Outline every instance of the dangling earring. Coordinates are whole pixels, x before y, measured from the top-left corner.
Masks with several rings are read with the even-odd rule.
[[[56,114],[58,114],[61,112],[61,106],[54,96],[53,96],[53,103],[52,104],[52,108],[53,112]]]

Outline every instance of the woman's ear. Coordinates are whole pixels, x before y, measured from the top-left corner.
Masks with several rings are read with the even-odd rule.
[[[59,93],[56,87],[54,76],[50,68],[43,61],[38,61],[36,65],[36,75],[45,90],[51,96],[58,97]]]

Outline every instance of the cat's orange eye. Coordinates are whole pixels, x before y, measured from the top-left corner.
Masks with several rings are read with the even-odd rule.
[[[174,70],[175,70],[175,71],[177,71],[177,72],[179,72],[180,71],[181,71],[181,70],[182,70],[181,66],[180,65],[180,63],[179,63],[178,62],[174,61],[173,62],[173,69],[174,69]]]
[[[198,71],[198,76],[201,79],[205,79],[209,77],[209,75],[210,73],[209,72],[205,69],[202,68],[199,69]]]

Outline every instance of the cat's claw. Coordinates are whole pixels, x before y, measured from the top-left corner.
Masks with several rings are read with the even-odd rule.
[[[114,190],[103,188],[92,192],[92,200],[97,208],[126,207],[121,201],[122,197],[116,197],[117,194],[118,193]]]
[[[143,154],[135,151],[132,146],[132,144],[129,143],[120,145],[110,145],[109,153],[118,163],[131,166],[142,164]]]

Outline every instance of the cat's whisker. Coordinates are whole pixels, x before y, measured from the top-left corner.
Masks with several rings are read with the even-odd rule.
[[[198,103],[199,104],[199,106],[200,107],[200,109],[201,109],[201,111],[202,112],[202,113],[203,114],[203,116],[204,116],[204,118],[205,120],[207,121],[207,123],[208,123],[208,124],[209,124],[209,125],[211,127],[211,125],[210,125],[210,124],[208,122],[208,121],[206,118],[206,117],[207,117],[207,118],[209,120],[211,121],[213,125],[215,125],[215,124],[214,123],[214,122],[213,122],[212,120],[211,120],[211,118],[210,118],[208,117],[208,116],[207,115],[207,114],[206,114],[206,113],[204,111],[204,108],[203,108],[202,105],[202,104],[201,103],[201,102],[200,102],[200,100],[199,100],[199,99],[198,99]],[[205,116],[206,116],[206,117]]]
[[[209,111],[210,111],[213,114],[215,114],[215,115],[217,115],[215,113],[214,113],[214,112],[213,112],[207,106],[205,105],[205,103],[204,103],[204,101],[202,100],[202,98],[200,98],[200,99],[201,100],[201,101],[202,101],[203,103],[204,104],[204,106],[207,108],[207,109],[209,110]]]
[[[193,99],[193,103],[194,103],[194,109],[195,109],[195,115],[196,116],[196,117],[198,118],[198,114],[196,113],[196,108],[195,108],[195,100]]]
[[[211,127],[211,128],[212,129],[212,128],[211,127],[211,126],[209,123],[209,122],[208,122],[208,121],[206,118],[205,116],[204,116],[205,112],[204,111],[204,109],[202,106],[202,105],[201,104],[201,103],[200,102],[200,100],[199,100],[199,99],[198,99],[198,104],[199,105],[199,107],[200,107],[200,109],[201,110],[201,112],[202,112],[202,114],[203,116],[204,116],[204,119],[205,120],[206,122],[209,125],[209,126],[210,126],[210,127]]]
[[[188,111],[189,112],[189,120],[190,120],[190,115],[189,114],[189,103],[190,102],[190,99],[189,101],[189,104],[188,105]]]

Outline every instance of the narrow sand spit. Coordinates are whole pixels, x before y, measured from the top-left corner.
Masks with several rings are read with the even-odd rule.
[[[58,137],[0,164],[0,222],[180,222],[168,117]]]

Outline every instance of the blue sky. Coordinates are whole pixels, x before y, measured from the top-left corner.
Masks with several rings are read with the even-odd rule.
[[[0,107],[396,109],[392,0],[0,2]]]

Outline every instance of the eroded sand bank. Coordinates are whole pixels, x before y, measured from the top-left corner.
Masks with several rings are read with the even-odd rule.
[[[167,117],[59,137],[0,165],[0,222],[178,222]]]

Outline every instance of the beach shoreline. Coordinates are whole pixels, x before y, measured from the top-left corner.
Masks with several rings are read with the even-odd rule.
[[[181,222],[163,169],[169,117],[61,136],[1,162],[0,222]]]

━━━━

Objetivo da tarefa: Reescreva as linhas acima trocando "top-left corner" por "upper-left corner" em todas as ocorrências, sem mudar mais nada.

Solução do problema:
Outline every instance of the dangling earring. Coordinates are whole pixels, x before y, measured from the upper-left corner.
Masks with several rings are read with the even-odd rule.
[[[56,114],[58,114],[61,112],[61,106],[54,96],[53,96],[53,103],[52,104],[52,108],[53,112]]]

Outline every instance of the woman's ear. Coordinates are whole pixels, x before y, measured from the upper-left corner.
Masks with several rings are read with the even-odd rule.
[[[59,93],[56,87],[54,76],[50,68],[43,61],[38,61],[36,65],[36,75],[45,90],[51,96],[58,97]]]

Outline every instance of the cat's orange eye. Coordinates are whole pixels, x before y, measured from the upper-left corner.
Masks with several rings are read with the even-odd rule.
[[[174,70],[175,70],[175,71],[177,71],[177,72],[179,72],[180,71],[181,71],[181,70],[182,70],[181,66],[180,65],[180,63],[179,63],[178,62],[174,61],[173,62],[173,69],[174,69]]]
[[[198,71],[198,76],[201,79],[205,79],[209,77],[209,75],[210,73],[209,72],[205,69],[202,68],[199,69]]]

Outline every instance of the cat's claw. Coordinates are whole pixels, x before y, measured from the upper-left corner.
Masks with several rings are read with the even-odd rule.
[[[114,190],[103,188],[92,192],[92,200],[97,208],[126,207],[121,201],[122,197],[116,197],[117,194],[118,193]]]
[[[143,154],[135,151],[132,146],[132,144],[129,143],[120,145],[110,145],[109,153],[118,163],[131,166],[142,164]]]

Outline every instance of the cat's whisker. Coordinates are whole pixels, x before y, measured from the upper-left corner.
Masks with several rings are read with the even-odd rule.
[[[198,103],[199,104],[199,106],[200,107],[200,109],[201,109],[201,111],[202,112],[202,113],[203,114],[203,116],[204,116],[204,118],[205,120],[207,121],[207,123],[208,123],[208,124],[209,124],[209,125],[211,127],[211,125],[210,125],[210,124],[208,122],[208,121],[206,118],[206,117],[207,117],[207,118],[209,120],[211,121],[213,125],[215,125],[215,124],[214,123],[214,122],[213,122],[212,120],[211,120],[211,118],[210,118],[208,117],[208,116],[207,115],[207,114],[206,114],[206,113],[204,111],[204,108],[203,108],[202,105],[202,104],[201,103],[201,102],[200,102],[200,100],[199,100],[199,99],[198,99]],[[205,116],[206,116],[206,117]]]
[[[209,111],[210,111],[213,114],[215,114],[215,115],[217,115],[215,113],[214,113],[214,112],[213,112],[207,106],[205,105],[205,103],[204,103],[204,101],[202,100],[202,98],[200,98],[200,99],[201,100],[201,101],[202,101],[203,103],[204,104],[204,106],[207,108],[207,109],[209,110]]]
[[[193,99],[193,103],[194,103],[194,109],[195,109],[195,115],[196,116],[196,117],[198,118],[198,114],[196,113],[196,108],[195,108],[195,100]]]
[[[211,127],[211,128],[212,129],[212,128],[211,127],[211,126],[209,123],[209,122],[208,122],[208,121],[206,118],[205,116],[204,116],[205,112],[204,111],[204,109],[202,106],[202,105],[201,104],[201,103],[200,102],[200,100],[199,100],[199,99],[198,99],[198,104],[199,105],[199,107],[200,107],[200,109],[201,110],[201,112],[202,112],[202,114],[203,116],[204,116],[204,119],[205,120],[206,122],[209,125],[209,126],[210,126],[210,127]]]
[[[188,111],[189,112],[189,120],[190,120],[190,115],[189,114],[189,103],[190,102],[190,99],[189,101],[189,104],[188,105]]]

Outline every instance of the narrow sand spit. Coordinates are whole pixels, x before y, measured from the upper-left corner.
Masks with several rings are read with the even-odd rule.
[[[58,137],[0,164],[0,222],[180,222],[168,117]]]

Outline every instance of the blue sky. Coordinates are whole pixels, x before y, measured from the upper-left corner.
Masks with several rings are read with the even-odd rule.
[[[0,107],[396,109],[392,0],[0,2]]]

Outline every instance of the eroded sand bank. Coordinates are whole pixels, x before y, measured from the upper-left corner.
Masks with several rings are read with the even-odd rule.
[[[167,117],[59,137],[0,165],[0,222],[178,222]]]

Outline every instance of the beach shoreline. Coordinates are whole pixels, x before y, measured from the upper-left corner.
Masks with several rings are read with the even-odd rule.
[[[181,222],[163,169],[169,117],[61,136],[1,162],[0,222]]]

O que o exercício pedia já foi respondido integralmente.